Dataset content =>

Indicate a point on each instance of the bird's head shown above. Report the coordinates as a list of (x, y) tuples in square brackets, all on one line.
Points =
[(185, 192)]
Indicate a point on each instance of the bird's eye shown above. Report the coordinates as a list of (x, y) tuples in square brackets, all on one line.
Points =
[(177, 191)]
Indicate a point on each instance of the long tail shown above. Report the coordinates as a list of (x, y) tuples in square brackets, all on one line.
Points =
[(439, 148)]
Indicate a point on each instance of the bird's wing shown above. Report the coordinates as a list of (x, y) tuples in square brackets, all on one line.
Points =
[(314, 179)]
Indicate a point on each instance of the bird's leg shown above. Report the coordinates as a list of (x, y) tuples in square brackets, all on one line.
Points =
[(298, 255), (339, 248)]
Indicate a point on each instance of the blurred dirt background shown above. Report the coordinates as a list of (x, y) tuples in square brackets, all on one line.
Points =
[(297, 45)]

* * *

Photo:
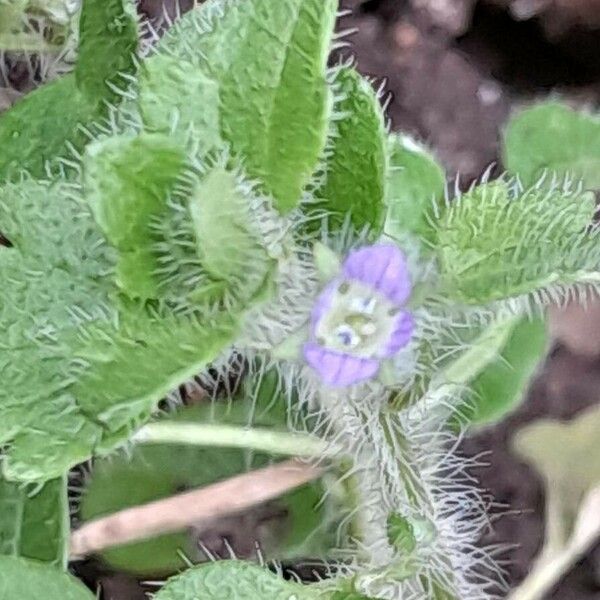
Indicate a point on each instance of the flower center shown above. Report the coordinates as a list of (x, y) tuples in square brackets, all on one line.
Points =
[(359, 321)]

---

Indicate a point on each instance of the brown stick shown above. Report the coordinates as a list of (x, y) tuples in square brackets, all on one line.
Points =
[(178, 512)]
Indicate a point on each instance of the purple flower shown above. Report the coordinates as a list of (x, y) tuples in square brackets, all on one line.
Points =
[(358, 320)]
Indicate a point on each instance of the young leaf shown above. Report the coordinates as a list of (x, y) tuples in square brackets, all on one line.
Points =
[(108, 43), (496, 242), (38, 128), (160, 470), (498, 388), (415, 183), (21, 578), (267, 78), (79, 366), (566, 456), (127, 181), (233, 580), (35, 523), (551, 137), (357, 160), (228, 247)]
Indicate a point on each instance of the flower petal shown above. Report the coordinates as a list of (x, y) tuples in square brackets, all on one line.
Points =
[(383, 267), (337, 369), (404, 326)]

Problem requirements =>
All lines above in which the word "flower" occurs should be identified and copied.

Reply to the task =>
Indicate a point on each instance of the flower center shown above. Report the coordinates as a list of (x, y) tuples in square brackets, all on one line.
Indicate a point on each instance of the purple flower shown above. Report the coordinates as a list of (x, y) tuples in square brackets, all on one line.
Indicate a point on each instance of the flower petal shown above. Report the coordinates as a list of (x, y) tuples in square brackets, all on one line.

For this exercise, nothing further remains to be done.